═════ GIVEN TEXT

HA isn't really about 100% availability. Any single system that promises such is extremely likely to be misleading you somehow. Your in-flight query is going to get interrupted no matter how fancy your clustering is, and I struggle to even come up with hypothetical use cases where this is something you can't afford to have happen, ever.

All you need is that in the event of a failure the clustered system can still recover quickly enough (to a well-defined state!) that the application layer can deal with the transient failure without significant impact on users, maintaining the illusion of availability.


> I struggle to even come up with hypothetical use cases where this is something you can't afford to have happen, ever.

a rocket is using this query to adjust their trusters ;)


Such a rocket would likely have two or more independent systems that would each have to agree on the adjustment, so one of them temporarily failing would not pose a problem. Though I doubt there are any rockets using database queries as part of their control system.

In those kinds of systems I suspect the approach is to enumerate every possible scenario and prove that the system behaves correctly in all of them, and if you can't do that, the system may be too complex and you need to redesign it to be simpler so that you can guarantee that it does not fail.


You have N >= 3 nodes, or N >= 2 and a non-compute arbitrator. One of them goes down, stops responding. You still have quorum, data processes continue just fine. That's high-availability in a CP system.

══════════
═════ SUPPLIED MATERIAL

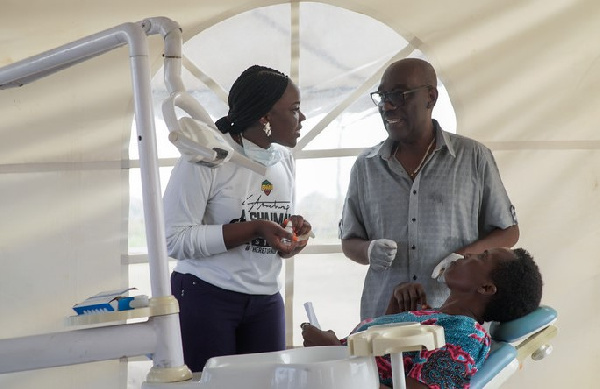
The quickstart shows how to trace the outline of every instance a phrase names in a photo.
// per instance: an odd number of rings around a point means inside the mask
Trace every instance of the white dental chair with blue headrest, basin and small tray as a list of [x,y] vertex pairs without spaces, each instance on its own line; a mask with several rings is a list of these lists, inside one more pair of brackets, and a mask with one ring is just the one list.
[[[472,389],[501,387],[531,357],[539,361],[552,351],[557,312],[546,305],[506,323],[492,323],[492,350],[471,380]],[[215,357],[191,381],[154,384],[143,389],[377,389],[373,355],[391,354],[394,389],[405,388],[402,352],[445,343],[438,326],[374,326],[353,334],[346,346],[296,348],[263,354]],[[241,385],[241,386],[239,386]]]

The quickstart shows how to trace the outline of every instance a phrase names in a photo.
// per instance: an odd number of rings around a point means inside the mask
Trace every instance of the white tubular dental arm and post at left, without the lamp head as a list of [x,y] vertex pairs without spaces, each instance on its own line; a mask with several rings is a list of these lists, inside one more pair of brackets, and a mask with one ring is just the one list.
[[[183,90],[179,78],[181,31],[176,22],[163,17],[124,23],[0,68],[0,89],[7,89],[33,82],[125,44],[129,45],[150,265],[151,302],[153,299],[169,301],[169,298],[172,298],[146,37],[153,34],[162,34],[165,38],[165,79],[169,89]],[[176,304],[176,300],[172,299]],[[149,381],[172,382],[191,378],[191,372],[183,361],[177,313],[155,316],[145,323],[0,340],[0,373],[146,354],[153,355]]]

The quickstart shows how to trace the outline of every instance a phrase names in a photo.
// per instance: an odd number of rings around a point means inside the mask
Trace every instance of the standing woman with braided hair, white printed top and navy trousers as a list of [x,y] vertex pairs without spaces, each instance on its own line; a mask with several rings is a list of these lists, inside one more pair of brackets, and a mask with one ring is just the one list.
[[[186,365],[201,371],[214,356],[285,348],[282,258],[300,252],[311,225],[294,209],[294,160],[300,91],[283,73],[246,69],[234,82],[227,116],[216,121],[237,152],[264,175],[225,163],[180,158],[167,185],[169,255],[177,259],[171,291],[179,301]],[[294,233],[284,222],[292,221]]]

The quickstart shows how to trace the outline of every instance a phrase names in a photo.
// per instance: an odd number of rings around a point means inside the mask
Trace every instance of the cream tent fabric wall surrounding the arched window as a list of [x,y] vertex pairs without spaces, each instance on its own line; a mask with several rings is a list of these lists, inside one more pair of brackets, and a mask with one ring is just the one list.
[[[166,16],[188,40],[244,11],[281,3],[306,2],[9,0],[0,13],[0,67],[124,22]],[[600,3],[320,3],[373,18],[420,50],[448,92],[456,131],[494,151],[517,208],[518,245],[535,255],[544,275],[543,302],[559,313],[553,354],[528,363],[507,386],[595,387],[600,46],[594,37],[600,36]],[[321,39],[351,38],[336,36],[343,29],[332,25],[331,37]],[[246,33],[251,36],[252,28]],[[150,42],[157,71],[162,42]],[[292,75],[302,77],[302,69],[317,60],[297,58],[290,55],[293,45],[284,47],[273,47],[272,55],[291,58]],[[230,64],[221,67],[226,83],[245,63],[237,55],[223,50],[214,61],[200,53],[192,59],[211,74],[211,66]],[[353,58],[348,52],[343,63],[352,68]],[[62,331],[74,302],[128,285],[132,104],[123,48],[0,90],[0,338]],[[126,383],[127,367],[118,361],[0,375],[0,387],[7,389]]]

══════════
═════ SUPPLIED MATERIAL

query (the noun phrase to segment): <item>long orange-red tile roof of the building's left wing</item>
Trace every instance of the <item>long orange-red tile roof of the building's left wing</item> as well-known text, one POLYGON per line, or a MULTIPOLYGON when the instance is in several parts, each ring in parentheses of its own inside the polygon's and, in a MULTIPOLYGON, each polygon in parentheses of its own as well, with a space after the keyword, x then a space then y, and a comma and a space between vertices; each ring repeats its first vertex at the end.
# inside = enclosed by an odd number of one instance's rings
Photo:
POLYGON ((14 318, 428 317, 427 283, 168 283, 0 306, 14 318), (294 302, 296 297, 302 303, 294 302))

══════════

**TASK TO CARRY OUT**
Reproduce the stretch of the high-availability discussion from "a rocket is" through "a CP system.", changing "arbitrator" to "tiebreaker".

**RESPONSE**
a rocket is using this query to adjust their trusters ;)


Such a rocket would likely have two or more independent systems that would each have to agree on the adjustment, so one of them temporarily failing would not pose a problem. Though I doubt there are any rockets using database queries as part of their control system.

In those kinds of systems I suspect the approach is to enumerate every possible scenario and prove that the system behaves correctly in all of them, and if you can't do that, the system may be too complex and you need to redesign it to be simpler so that you can guarantee that it does not fail.


You have N >= 3 nodes, or N >= 2 and a non-compute tiebreaker. One of them goes down, stops responding. You still have quorum, data processes continue just fine. That's high-availability in a CP system.